[Source records]
%%
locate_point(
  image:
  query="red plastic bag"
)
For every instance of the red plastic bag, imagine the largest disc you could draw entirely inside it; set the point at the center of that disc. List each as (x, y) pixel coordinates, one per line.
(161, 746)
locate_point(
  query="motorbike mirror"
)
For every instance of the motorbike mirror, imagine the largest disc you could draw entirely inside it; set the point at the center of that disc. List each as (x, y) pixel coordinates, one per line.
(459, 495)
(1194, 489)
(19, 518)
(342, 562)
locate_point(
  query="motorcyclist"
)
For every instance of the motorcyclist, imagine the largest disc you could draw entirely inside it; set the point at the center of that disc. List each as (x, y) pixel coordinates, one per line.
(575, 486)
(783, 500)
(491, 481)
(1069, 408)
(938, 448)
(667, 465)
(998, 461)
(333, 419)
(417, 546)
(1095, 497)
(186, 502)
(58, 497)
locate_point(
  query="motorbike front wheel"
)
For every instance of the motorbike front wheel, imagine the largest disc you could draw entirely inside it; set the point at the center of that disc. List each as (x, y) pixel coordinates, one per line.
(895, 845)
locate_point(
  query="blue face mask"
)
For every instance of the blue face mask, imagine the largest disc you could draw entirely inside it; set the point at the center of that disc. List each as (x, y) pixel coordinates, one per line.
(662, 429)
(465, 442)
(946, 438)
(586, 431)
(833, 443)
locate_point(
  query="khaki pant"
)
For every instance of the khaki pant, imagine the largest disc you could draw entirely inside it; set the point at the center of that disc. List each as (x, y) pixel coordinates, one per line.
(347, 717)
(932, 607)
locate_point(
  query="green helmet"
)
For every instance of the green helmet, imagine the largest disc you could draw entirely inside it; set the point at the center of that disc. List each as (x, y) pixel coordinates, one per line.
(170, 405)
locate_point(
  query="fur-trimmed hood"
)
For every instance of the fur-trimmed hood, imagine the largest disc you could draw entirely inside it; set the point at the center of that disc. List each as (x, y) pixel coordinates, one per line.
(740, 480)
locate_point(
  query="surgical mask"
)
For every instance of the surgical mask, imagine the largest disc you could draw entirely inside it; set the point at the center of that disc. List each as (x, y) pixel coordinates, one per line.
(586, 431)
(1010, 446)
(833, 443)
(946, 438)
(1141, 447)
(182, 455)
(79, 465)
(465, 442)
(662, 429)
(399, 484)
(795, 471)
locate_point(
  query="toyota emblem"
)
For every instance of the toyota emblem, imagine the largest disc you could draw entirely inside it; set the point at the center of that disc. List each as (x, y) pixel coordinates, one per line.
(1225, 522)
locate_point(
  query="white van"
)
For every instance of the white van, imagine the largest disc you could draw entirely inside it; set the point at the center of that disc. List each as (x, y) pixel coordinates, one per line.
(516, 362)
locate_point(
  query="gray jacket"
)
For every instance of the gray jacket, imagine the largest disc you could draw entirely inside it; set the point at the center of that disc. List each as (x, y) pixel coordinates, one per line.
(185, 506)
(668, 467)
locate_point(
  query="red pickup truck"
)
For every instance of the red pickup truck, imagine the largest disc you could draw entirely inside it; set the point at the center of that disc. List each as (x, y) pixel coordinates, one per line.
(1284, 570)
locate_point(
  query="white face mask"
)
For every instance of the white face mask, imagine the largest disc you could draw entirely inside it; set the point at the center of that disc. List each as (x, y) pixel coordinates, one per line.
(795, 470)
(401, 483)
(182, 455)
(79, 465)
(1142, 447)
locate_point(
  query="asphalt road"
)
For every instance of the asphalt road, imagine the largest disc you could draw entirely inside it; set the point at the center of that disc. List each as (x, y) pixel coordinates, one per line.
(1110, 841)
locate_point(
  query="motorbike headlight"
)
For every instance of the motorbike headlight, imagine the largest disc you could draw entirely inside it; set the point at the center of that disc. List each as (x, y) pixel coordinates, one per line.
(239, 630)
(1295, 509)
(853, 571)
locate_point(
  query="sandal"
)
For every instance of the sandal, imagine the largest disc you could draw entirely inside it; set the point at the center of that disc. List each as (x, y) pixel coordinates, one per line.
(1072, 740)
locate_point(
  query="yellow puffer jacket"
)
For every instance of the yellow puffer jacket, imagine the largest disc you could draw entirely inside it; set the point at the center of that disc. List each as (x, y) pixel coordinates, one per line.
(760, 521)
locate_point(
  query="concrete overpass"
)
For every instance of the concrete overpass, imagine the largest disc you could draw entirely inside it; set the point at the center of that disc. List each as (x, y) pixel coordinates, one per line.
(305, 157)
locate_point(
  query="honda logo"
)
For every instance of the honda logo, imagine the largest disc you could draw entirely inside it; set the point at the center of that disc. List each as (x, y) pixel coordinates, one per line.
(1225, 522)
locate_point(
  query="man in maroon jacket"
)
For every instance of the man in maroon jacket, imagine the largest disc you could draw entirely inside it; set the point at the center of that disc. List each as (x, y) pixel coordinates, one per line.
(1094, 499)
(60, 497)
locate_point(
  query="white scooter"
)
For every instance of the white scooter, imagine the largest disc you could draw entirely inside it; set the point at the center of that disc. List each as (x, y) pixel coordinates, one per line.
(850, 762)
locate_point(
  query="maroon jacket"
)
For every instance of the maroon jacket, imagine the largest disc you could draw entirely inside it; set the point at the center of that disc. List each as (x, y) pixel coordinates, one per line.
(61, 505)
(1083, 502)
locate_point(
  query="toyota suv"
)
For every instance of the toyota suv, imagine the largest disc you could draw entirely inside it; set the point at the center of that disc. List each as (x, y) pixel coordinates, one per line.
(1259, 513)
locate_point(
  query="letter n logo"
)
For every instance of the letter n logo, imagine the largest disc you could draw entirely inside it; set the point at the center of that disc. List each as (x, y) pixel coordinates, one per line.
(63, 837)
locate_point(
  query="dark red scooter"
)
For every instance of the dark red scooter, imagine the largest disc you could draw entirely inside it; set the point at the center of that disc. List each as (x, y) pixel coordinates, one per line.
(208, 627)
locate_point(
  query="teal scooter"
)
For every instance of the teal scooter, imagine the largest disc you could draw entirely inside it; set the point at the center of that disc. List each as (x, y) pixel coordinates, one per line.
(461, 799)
%%
WORK INSTRUCTIONS |
The records above should be repeated in full, exactly as given.

EXPECTED ANSWER |
locate_point(
  image:
  query="red plastic bag"
)
For every instance of the red plastic bag, imagine the largest disc you could draw entirely inside it; set the point at the center of that disc. List each as (x, y) pixel coordinates, one per line.
(161, 746)
locate_point(
  query="motorbike mirror"
)
For every instance of the motorbike mirror, imagine the largest disc you could draw entirely inside it; set the point at the center of that disc. List each as (x, y) pixel coordinates, one per line.
(459, 495)
(1194, 489)
(19, 518)
(342, 562)
locate_point(
  query="motorcyclist"
)
For every instance of the motorcyclist, imagine the largest disc you could draw entirely inside it; set the point at the center of that disc. List each as (x, y) pixel coordinates, one per line.
(575, 486)
(783, 500)
(491, 481)
(1069, 408)
(938, 448)
(667, 465)
(998, 461)
(333, 419)
(417, 546)
(1095, 497)
(186, 502)
(58, 497)
locate_point(
  query="motorbike front wheel"
)
For every instance of the motorbike front wheel, imagine the largest disc you could draw entirely inside it; set the point at the center of that disc. List each as (x, y) pixel coordinates, one per line.
(895, 845)
locate_point(
  query="blue face mask"
)
For every instance of the blue face mask, imagine the largest disc you could draw entirely inside it; set the point at the center of that disc. List each as (x, y) pixel coordinates, one per line.
(662, 429)
(465, 442)
(946, 438)
(586, 431)
(833, 443)
locate_point(
  query="khaki pant"
)
For every instance of the khaki pant, imagine the largest disc you could draw entirely inside it; set the point at the center of that disc. List each as (x, y) pixel coordinates, one per line.
(347, 717)
(932, 607)
locate_point(
  query="green helmet"
)
For every instance of the green helmet, imagine the largest disc you could draw entirely inside it; set the point at the center of that disc. List each as (x, y) pixel coordinates, one per line.
(170, 405)
locate_point(
  query="fur-trimmed hood"
)
For every instance of the fur-trimmed hood, imagine the largest disc you could draw entirely inside it; set the point at the center of that disc. List each as (x, y) pixel coordinates, one per line.
(740, 480)
locate_point(
  query="surgical mask"
)
For every instance of the surgical mask, imagine the largest disc you could draw entirely inside it; set the point at the center of that disc. List each as (x, y) pixel coordinates, one per line.
(586, 431)
(1010, 446)
(833, 443)
(946, 438)
(1141, 447)
(182, 455)
(79, 465)
(465, 442)
(662, 429)
(399, 484)
(795, 471)
locate_point(
  query="toyota emblem"
)
For every instance of the toyota emblem, imagine the largest disc you could draw entirely inside it; set the point at the center of that disc. List each as (x, y) pixel coordinates, one per line.
(1225, 522)
locate_point(
  query="white van"
)
For every instance of the white van, imagine the largest disc you could draw entirely inside it; set the point at the center of that disc. List each as (x, y) pixel coordinates, one per line.
(516, 362)
locate_point(
  query="gray jacket"
)
For every instance of the gray jacket, imagine the largest disc you could draw entirely inside it; set the point at the center of that disc. List each as (x, y) pixel coordinates, one per line.
(185, 506)
(668, 467)
locate_point(
  query="red pickup truck"
)
For every instance of the red pickup truck, imagine the largest disc you could draw entirely inside it; set the point at the center of that disc. List each as (x, y) pixel coordinates, one per line.
(1284, 570)
locate_point(
  query="white face mask"
)
For every instance of the white face mask, imagine the largest disc you could draw entirely inside it; set the point at the center of that disc. List each as (x, y) pixel coordinates, one per line.
(795, 470)
(401, 483)
(182, 455)
(79, 465)
(1142, 447)
locate_point(
  query="asphalt road"
)
For every instance of the asphalt road, imagine the largest disc you could draw entirely inside it; set the point at the center of that disc. List each as (x, y) pixel coordinates, one per line.
(1110, 841)
locate_point(
  query="motorbike headlight"
)
For every instance of the motorbike headlight, imagine the largest disc you could draw entirely inside it; set the point at the center of that disc. List each as (x, y) pixel coordinates, one per line.
(239, 630)
(1295, 509)
(853, 571)
locate_point(
  query="sandal"
)
For every instance of the sandal, imagine the largest disc you could draw entirely inside it; set the point at the center of that disc. List each as (x, y) pixel coordinates, one per line.
(1072, 740)
locate_point(
  query="yellow puffer jacket"
)
For every instance of the yellow puffer jacket, imagine the largest disc you could draw entirely inside it; set the point at the center of that disc. List each as (x, y) pixel coordinates, one per line.
(760, 521)
locate_point(
  query="concrete overpass"
)
For every instance of the concrete overpass, imagine the largest disc you could draw entirely inside it; set the point at the center of that disc. List each as (x, y) pixel coordinates, one per line.
(305, 157)
locate_point(
  query="honda logo"
)
For every instance of the honda logo, imagine the largest disc you could draw entirely inside it; set the point at the center of that disc. List each as (x, y) pixel coordinates, one per line.
(1225, 522)
locate_point(
  query="man in maroon jacket"
)
For every instance of the man in maroon jacket, imagine the largest disc you could draw entirely inside it; set the point at the center of that disc. List each as (x, y) pixel coordinates, one per line.
(1094, 499)
(60, 497)
locate_point(
  query="white scooter"
)
For every instance of the white scooter, imagine the largest disc you could draw entirely inside it; set the point at the center of that disc. List each as (x, y) pixel coordinates, one per line.
(850, 762)
locate_point(
  query="maroon jacket"
)
For every instance of the maroon jacket, imagine the largest disc you could draw entirely inside it; set the point at the center of that disc. List each as (x, y) pixel coordinates, one per line.
(61, 505)
(1083, 502)
locate_point(
  query="toyota suv"
)
For every instance of the toyota suv, imagine the largest disc you could draw entirely inside it; set the point at the center of that disc. List each as (x, y) pixel coordinates, one per line.
(1259, 513)
locate_point(
  query="letter n logo"
)
For every instance of the letter n logo, imagine the largest disc you could draw entirely inside it; set the point at the center of that disc. List each as (x, y) pixel coordinates, one per line.
(63, 837)
locate_point(
  query="dark red scooter"
)
For every instance of the dark red scooter, imagine the largest disc you could draw entirely inside it; set the point at the center of that disc. List each as (x, y) pixel coordinates, one per line.
(208, 627)
locate_point(
  query="teal scooter"
)
For every instance of the teal scooter, imagine the largest disc you could draw entirely inside it; set the point at the center of that disc. List each as (x, y) pixel coordinates, one per line.
(461, 799)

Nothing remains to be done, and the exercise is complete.